START EXCERPTED PASSAGE

Harlequin Mills & Boon, £3.19, ISBN 978-0-263-87209-5
Contemporary Romance, 2009
Valentino’s Love-Child is rather misleading as a title because the pregnancy only comes into play later in the story, but hey, what else is new, really, when it comes to titles of books in this series. This one is easily the most readable of the bunch of Modern books that I have read this month, and the hero Valentino Grafisi is actually the least emotionally abusive of his ilk as well. This story reminds me a lot of some soap opera featuring racist depictions of sexually charged and very wealthy Italians as well as American heroines who fall for them, so treat this book accordingly depending on your preferences.
Faith Williams is an American currently working on her art as well as teaching art at the local school. A widow, she hopes to escape the unhappiness of her past in this wonderful new country, and for almost a year now, she has been sleeping with Tino, our Sicilian version of Pepé Le Pew. Only, unlike Pepé, he isn’t looking for love, because he’s too cool for that, oh no. Even if he needs a mother for his son (he’s a widower), as he tells Faith he’d be marrying a submissive local woman, not some American innocent sex pot. Ah, but we all know, don’t we? These Italians, Greeks, Venezuelans, whatever – they are all helpless before the power of the American hoo-hah.
Faith has fallen in love with Tino despite knowing that he’s not interested in such puny emotion. The first half or so of this story deals with Faith trying to keep the status quo in their relationship even as she realizes that she has fallen for the charms of a lovable man who won’t even acknowledge her existence outside the bedroom, not even to his son. Then she realizes that she is pregnant (American hoo-hah strikes again!). How is she going to tell Tino?

END EXCERPTED PASSAGE
START PROVIDED RECORDS

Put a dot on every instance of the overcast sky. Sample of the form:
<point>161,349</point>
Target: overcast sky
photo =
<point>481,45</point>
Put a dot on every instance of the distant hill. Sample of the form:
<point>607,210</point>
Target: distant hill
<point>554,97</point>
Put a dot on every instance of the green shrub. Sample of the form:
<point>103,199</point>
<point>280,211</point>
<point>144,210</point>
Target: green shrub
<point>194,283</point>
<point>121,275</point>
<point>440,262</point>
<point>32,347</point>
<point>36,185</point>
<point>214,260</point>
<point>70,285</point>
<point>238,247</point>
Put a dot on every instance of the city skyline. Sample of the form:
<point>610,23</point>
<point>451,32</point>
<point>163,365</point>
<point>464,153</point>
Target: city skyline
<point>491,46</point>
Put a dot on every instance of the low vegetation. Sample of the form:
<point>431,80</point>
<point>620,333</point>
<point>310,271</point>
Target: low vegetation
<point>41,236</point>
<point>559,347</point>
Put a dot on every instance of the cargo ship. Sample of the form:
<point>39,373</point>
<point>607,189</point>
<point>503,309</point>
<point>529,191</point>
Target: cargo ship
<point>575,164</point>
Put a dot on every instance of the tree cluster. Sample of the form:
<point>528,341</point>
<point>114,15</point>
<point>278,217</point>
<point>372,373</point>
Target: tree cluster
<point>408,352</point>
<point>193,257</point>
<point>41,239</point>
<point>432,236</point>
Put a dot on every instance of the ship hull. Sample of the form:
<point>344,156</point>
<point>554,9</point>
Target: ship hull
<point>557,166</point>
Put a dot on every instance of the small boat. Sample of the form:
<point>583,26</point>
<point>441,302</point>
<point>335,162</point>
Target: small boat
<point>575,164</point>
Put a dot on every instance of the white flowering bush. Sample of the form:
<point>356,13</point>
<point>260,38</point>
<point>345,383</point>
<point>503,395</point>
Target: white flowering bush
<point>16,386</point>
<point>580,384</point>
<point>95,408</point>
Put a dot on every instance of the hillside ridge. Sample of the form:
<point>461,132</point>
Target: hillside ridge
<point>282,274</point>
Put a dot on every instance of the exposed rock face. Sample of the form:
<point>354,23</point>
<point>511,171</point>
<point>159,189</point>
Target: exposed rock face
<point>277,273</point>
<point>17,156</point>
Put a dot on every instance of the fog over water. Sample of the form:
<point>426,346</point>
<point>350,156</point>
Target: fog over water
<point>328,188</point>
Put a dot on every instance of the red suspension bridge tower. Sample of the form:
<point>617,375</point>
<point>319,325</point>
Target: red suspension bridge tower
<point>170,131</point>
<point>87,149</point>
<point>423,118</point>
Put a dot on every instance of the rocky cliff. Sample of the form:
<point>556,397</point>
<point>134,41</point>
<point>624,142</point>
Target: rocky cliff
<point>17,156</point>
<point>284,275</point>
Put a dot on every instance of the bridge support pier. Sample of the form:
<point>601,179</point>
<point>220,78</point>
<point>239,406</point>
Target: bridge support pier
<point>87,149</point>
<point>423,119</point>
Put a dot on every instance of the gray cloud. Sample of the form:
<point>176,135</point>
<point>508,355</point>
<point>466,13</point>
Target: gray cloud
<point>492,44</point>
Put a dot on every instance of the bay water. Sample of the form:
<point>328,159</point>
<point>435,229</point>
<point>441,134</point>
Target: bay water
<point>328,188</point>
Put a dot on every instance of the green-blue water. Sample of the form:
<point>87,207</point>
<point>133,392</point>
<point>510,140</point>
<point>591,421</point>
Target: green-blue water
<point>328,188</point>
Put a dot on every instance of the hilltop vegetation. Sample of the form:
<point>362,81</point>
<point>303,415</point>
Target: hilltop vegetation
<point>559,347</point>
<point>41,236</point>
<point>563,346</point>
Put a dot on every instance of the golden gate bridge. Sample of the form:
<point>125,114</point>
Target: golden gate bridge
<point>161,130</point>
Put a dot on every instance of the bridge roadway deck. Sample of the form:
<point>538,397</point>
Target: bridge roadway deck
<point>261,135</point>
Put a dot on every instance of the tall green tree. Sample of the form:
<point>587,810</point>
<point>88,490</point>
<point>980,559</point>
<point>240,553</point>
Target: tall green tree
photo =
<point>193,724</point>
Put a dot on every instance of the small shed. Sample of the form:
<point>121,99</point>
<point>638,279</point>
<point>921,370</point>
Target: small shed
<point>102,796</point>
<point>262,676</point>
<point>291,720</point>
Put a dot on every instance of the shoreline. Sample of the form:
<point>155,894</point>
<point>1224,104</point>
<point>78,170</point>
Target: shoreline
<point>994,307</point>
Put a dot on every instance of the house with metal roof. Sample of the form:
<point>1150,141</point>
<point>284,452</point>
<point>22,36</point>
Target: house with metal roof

END PROVIDED RECORDS

# EXERCISES:
[A] Repeat the part of the book review beginning with "Faith Williams is" and ending with "the American hoo-hah.".
[B] Write the next part of the review of Valentino's Love-Child, continuing past its final sentence.

# EXERCISE ANSWERS:
[A]
Faith Williams is an American currently working on her art as well as teaching art at the local school. A widow, she hopes to escape the unhappiness of her past in this wonderful new country, and for almost a year now, she has been sleeping with Tino, our Sicilian version of Pepé Le Pew. Only, unlike Pepé, he isn’t looking for love, because he’s too cool for that, oh no. Even if he needs a mother for his son (he’s a widower), as he tells Faith he’d be marrying a submissive local woman, not some American innocent sex pot. Ah, but we all know, don’t we? These Italians, Greeks, Venezuelans, whatever – they are all helpless before the power of the American hoo-hah.

[B]
Perhaps if Ms Monroe had been allowed to write a story without being bogged down by Modern clichés and tropes, Valentino’s Love-Child would have been a better read. The author tries to have her heroine address the right issues in her dysfunctional relationship with Tino. One thing I must say about Faith: apart from her desperate need for a family that chains her pathetically to Tino, she’s actually intelligent and self-aware for a female character in a Modern book. Unfortunately, Tino is way too high maintenance as this fool whose high-handed and haughty ways always hurt the heroine even if he doesn’t mean to do so to her. I actually feel exhausted on behalf of Faith at the end of the day as she tries so hard to get him to see sense. If I were her, I’d just walk away even if I am carrying his kid because I suspect that a long-term relationship with this man means lots of heartbreak. He’s too exhausting to deal with! But I guess Faith’s desperate need to have a baby and a home allows her to have an inexhaustible supply of patience to deal with this silly man.
The most annoying thing about this story is the creepy son of Tino who is obsessed about wanting a new mother just as Faith is obsessed about having a family. I know that no kid at that age will say those creepy things that he does or become that fixated on wanting a mother. I suspect he’s related somehow to the Antichrist because he’s that unnatural. How did we know he didn’t mess with his mother’s insulin dosage and cause her death, hmm?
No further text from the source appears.